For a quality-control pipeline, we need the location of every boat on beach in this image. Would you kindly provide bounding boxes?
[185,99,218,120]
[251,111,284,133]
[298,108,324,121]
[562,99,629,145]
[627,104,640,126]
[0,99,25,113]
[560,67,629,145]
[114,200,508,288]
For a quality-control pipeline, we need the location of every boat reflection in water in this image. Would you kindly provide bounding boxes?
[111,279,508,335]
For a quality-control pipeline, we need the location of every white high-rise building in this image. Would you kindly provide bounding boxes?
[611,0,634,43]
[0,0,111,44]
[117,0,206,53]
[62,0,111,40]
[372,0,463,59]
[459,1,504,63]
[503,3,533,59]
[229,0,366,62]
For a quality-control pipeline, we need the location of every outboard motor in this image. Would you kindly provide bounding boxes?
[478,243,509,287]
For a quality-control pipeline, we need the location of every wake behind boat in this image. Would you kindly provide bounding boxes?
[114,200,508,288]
● ● ● ●
Rewrite every line from the one containing "of every wake" through the final line of the items, requests included. Multiply each bounding box coordinate in the answers by 2.35 and round it to a whole number, with halves going up.

For a quality-control pipeline, we need the location of every wake behind boat in this image. Would you kindly provide bounding boxes?
[268,470,1194,677]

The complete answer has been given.